* **WHAT THE EXERCISE ASKS**: Copy out only the material from the line containing "Tag each instance of the white wall" through the end of it, both ends included, substituting "kitchen island" for "kitchen counter" and leaving everything else unchanged.

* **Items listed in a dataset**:
# # # # # # #

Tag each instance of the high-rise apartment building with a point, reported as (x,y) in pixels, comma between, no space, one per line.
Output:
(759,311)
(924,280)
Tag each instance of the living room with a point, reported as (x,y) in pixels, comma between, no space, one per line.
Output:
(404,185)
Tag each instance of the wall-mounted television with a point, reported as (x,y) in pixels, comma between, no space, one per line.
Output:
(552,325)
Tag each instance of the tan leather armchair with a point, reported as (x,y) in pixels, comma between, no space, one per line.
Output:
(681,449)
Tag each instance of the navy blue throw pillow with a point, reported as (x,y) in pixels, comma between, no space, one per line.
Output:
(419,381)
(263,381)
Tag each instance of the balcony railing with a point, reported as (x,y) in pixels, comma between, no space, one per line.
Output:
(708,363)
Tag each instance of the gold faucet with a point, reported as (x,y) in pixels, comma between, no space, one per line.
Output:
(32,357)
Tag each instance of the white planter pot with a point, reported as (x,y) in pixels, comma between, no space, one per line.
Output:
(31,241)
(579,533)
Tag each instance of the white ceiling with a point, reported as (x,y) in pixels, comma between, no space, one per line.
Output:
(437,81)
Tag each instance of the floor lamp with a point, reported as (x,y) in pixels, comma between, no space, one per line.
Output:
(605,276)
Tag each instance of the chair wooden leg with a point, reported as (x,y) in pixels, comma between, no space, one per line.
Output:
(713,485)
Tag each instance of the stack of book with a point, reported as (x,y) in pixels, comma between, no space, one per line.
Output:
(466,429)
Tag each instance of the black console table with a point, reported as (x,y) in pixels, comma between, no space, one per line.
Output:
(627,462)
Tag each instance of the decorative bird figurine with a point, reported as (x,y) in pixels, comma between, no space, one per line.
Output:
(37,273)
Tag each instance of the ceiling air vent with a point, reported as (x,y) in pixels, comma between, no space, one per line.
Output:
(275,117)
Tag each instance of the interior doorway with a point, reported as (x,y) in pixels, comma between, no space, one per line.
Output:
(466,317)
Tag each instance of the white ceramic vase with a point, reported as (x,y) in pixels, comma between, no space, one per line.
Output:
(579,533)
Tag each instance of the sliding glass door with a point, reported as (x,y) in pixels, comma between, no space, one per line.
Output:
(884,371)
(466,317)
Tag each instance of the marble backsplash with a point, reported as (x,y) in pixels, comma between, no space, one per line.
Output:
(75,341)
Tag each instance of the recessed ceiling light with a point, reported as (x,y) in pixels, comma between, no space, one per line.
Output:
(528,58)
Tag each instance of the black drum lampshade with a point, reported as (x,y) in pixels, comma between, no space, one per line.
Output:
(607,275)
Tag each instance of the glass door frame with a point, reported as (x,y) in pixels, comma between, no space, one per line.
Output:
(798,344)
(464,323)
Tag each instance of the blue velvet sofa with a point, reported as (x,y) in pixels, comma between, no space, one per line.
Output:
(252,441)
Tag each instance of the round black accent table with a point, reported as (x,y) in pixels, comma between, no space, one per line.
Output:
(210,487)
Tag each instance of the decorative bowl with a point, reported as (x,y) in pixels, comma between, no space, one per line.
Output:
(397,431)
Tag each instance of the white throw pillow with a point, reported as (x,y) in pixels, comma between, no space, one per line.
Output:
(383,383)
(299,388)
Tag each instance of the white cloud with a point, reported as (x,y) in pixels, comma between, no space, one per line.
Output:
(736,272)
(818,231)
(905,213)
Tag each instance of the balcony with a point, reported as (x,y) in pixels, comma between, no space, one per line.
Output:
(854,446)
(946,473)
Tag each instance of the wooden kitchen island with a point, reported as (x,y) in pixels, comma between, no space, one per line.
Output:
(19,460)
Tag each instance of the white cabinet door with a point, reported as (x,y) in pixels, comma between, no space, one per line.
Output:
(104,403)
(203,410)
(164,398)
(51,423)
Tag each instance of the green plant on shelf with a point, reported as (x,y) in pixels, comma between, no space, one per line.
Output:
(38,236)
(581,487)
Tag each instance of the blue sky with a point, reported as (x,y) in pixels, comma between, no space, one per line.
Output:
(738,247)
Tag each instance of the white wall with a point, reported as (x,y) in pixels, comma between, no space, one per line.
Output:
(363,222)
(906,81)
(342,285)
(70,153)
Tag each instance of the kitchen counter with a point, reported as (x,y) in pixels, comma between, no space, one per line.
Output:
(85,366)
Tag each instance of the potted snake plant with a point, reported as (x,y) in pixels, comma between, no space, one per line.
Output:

# # # # # # #

* **COMPLETE RESPONSE**:
Tag each instance of the white wall with a point, reported as (x,y) in pixels, comma between, no space, one per line.
Output:
(363,222)
(906,81)
(342,285)
(70,153)
Tag each instance of the kitchen island with a point, reported as (x,y) in pixels, comma between, no space, one per line.
Output:
(85,366)
Tag each instance of the potted snake plant with a point, reported as (x,y) in pixels, comma between, no space, one per line.
Output:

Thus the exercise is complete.